== What to produce ==
Reproduce the listing below without any change, beginning at the line that has "I need to find the clear" and stopping after the line that has "I need to find the lake".

== Data shown ==
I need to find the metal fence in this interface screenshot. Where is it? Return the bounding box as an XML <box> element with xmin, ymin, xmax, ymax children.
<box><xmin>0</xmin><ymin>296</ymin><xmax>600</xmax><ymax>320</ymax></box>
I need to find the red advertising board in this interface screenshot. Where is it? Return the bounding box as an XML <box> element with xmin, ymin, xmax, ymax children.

...

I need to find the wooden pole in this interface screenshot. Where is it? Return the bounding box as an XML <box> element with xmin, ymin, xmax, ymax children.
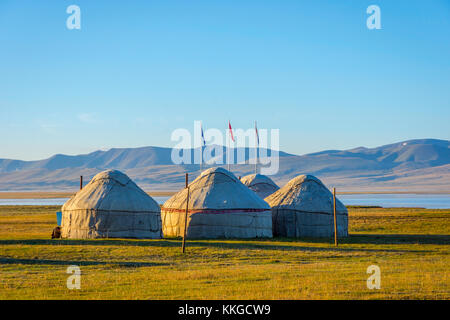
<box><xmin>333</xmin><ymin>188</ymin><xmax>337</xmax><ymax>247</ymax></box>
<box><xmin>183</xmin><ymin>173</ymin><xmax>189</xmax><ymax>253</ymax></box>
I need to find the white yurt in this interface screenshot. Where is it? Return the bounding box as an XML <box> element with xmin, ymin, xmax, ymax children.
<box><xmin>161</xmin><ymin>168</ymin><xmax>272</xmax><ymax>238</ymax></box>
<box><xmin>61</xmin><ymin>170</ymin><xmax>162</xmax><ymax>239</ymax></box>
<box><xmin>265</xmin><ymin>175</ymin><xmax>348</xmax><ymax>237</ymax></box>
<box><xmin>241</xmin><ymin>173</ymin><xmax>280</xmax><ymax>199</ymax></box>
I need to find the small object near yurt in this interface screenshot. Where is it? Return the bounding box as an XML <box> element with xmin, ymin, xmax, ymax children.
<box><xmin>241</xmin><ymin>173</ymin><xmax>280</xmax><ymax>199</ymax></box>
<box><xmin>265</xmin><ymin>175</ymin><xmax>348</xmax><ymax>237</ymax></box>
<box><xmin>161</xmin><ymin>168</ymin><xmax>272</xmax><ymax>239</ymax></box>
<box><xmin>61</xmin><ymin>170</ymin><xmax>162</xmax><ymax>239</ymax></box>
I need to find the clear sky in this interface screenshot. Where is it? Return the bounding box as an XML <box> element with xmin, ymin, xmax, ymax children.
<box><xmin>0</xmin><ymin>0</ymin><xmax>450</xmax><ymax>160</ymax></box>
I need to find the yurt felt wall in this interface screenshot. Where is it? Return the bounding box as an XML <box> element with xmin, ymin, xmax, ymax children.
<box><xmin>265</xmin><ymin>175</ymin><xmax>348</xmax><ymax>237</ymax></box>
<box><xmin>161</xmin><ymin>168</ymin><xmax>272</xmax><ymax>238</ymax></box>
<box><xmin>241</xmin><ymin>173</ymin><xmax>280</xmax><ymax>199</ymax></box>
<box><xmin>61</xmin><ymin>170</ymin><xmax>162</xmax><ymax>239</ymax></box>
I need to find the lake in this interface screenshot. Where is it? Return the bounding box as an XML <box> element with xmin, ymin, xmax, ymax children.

== Task result ==
I need to find the clear sky in this interface screenshot. Where is it? Return the bounding box as an XML <box> element with xmin, ymin, xmax, ymax children.
<box><xmin>0</xmin><ymin>0</ymin><xmax>450</xmax><ymax>160</ymax></box>
I need to find the yurt felt wall in this interface screenshot. Where is it? Return the bounding box as an XML <box> element with xmin, ymin, xmax, ymax children.
<box><xmin>265</xmin><ymin>175</ymin><xmax>348</xmax><ymax>237</ymax></box>
<box><xmin>161</xmin><ymin>168</ymin><xmax>272</xmax><ymax>238</ymax></box>
<box><xmin>241</xmin><ymin>173</ymin><xmax>280</xmax><ymax>199</ymax></box>
<box><xmin>61</xmin><ymin>170</ymin><xmax>162</xmax><ymax>239</ymax></box>
I need to find the lake in this interface screenshot. Where is it? Return the bounding box as an XML <box> element with xmin, ymin, xmax, ymax children.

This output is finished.